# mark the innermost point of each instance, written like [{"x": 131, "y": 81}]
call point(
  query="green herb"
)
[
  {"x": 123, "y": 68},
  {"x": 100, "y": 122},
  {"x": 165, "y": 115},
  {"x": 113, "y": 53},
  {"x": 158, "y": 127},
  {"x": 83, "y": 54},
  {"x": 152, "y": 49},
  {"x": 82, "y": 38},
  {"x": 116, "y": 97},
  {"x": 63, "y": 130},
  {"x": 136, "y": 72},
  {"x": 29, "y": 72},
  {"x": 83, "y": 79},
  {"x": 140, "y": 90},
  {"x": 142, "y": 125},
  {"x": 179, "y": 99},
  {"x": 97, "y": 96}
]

+-------+

Task goal → Can you write out every line above again, word for word?

Written answer →
# mark the innermost point of each instance, written like [{"x": 131, "y": 81}]
call point(
  query="green herb"
)
[
  {"x": 123, "y": 68},
  {"x": 100, "y": 122},
  {"x": 165, "y": 115},
  {"x": 113, "y": 53},
  {"x": 158, "y": 127},
  {"x": 83, "y": 54},
  {"x": 152, "y": 49},
  {"x": 82, "y": 38},
  {"x": 116, "y": 97},
  {"x": 63, "y": 130},
  {"x": 136, "y": 72},
  {"x": 29, "y": 72},
  {"x": 83, "y": 79},
  {"x": 140, "y": 90},
  {"x": 142, "y": 125},
  {"x": 179, "y": 99},
  {"x": 97, "y": 96}
]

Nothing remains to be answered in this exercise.